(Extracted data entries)
---*---

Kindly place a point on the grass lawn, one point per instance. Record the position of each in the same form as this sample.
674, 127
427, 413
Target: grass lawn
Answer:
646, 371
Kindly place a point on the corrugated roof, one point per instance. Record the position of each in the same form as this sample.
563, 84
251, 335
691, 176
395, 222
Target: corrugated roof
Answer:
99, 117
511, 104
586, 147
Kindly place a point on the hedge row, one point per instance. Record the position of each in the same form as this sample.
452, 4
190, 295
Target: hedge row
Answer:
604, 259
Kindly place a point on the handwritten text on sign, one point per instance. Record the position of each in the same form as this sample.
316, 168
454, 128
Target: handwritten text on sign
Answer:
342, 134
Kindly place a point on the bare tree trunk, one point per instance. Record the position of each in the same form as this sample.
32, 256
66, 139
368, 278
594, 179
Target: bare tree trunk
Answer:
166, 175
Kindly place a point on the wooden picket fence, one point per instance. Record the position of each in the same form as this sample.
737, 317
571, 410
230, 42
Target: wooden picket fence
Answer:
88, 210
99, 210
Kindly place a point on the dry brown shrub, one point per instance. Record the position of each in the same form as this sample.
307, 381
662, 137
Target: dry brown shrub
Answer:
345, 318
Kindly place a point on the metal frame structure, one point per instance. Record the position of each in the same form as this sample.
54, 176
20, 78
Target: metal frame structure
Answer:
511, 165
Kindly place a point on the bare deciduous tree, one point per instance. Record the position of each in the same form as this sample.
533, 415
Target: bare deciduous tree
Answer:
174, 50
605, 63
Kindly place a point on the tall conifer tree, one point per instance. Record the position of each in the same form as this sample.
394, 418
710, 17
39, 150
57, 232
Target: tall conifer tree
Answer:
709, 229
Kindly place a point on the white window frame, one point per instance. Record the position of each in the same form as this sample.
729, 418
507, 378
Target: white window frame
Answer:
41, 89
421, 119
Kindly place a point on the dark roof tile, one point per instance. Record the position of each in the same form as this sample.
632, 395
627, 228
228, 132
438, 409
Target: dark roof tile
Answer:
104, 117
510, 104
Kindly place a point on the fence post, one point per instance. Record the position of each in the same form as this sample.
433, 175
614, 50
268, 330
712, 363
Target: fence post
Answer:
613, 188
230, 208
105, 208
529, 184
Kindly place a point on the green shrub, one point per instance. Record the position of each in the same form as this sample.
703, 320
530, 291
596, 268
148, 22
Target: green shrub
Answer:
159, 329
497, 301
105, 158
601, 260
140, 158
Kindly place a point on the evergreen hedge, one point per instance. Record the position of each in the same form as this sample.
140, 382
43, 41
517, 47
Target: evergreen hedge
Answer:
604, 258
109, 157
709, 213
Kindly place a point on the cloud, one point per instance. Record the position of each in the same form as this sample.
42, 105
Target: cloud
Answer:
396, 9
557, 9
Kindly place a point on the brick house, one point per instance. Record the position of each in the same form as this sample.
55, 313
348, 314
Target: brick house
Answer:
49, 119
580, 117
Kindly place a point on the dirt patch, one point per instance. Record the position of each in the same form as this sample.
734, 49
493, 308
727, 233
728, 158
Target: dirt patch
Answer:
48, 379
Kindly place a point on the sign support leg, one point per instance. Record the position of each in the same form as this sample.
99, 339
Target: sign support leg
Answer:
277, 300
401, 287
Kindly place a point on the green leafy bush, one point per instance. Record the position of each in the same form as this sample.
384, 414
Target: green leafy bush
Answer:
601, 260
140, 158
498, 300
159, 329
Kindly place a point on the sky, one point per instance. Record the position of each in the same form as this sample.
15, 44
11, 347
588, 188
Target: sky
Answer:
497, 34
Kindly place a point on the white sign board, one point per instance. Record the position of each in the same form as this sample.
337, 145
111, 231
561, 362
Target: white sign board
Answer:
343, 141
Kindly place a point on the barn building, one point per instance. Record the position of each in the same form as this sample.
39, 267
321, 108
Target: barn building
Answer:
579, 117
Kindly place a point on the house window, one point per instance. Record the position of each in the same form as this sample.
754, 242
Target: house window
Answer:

---*---

> _Exercise prompt_
Write out all of these lines exactly as they appear.

> _Full solution_
Kindly place a point on the grass lawn, one point per instance. Record the position of each in the same form as this sample.
674, 127
427, 413
Target: grass lawn
Answer:
646, 371
Kindly place a point on the corrugated roof, one point per instance. Record the position of each in the same form as this sample.
563, 84
251, 335
691, 176
395, 222
Target: corrugated roof
Answer:
99, 117
511, 104
586, 147
Kindly place a point on the hedge row, one point per instance. Record the position of each in the same form as this sample.
452, 4
190, 295
Target: hedge row
Answer:
604, 259
Kindly place a point on the handwritten text on sign, one point per instance. Record the position of each in the same form as this sample.
316, 168
454, 128
Target: handwritten text on sign
Answer:
342, 134
Kindly place a point on the bare tree trunk, one point per instance. Record the position of each in the same form as this sample.
32, 256
66, 139
368, 278
594, 179
Target: bare tree trunk
Answer:
166, 175
Kindly place a point on the wooden picket fence, one point per instance. Record the position of each in the same form as this sample.
737, 317
571, 410
230, 42
Target: wooden picket fence
Answer:
88, 210
99, 210
Kindly place a point on the dry brown shrub, one point per instance. Record the position of each in the same form as this sample.
307, 381
662, 137
Target: dry brown shrub
Answer:
345, 318
Kindly place a point on the metal frame structure, one point per instance. Record the position of each in the same form as this sample.
54, 176
20, 78
Target: metal frame structure
Answer:
511, 165
Kindly place a point on the bare deciduous tree, one point per instance. Record the position of each in the same form as this sample.
533, 415
Target: bare deciduous tree
Answer:
174, 50
605, 63
Kindly place a point on the tall conifer tree, one point per instance. Record the position of each in the same form as this sample.
394, 418
710, 17
39, 150
57, 232
Target: tall conifer tree
Answer:
709, 229
Kindly place a point on the white window frame, one point per instance. Record the position of each in the same form as this sample.
729, 418
507, 378
Target: white window frame
Answer:
41, 89
421, 119
Kindly place a point on the dark roof tile, one point per instance. Record the position of each in the same form as this sample.
632, 395
627, 228
228, 132
438, 409
Target: dark roof tile
Answer:
104, 117
510, 104
Kindly place a point on the fence post, one point per instance. Record the position of each in the same form as this sample.
433, 175
614, 50
268, 330
712, 363
Target: fence post
Answer:
613, 188
230, 208
105, 208
529, 184
Kindly place a point on the green shrub, one point per instance. Record the position of each in the same form as this sample.
703, 320
530, 291
596, 268
148, 22
Target: green shrub
Answer:
159, 329
497, 301
105, 158
601, 260
140, 158
Kindly place a point on the evergreen hedge, one point per instance. Record the position of each in the same form as this sample.
140, 382
43, 41
517, 47
Target: evergreen hedge
Answer:
604, 258
109, 157
709, 213
Kindly place a point on the cloud, one point per instance. Record the position of each in the same form as this sample.
42, 105
Target: cloud
Answer:
396, 9
557, 9
Kindly place a point on the brick house, one point per instance. Record the position of each in the same form as this sample.
55, 313
348, 314
Target: brick house
Answer:
49, 119
580, 117
Kindly place a point on the dirt patch, one point per instance. Record the position of each in the same form as this sample.
734, 49
493, 308
727, 233
728, 158
Target: dirt patch
Answer:
48, 379
Kindly place a point on the sign support leg, one point per instance. Record the position of each in the same form as this sample.
99, 339
Target: sign support leg
Answer:
277, 300
401, 287
Kindly place a point on the green leafy bush, one point per instance. Record the position of each in the same form as this sample.
384, 414
Target: green leafy bush
Answer:
601, 260
140, 158
498, 300
159, 329
Kindly place a point on the sky, one point per instance. Record the position of each in the same form as this sample.
15, 44
11, 347
588, 188
Target: sky
Answer:
497, 34
Kindly place a point on the white sign board, one point per instance. Record the position of each in the same form as this sample.
337, 145
111, 231
561, 362
Target: white sign board
Answer:
343, 141
Kindly place a point on the barn building, one point per instance. Record the position of each in the same form as this sample.
39, 267
321, 108
Target: barn building
Answer:
579, 117
Kindly place a point on the house window, one point per instance. Record the position of each in the same form as this sample.
754, 242
Target: house window
Answer:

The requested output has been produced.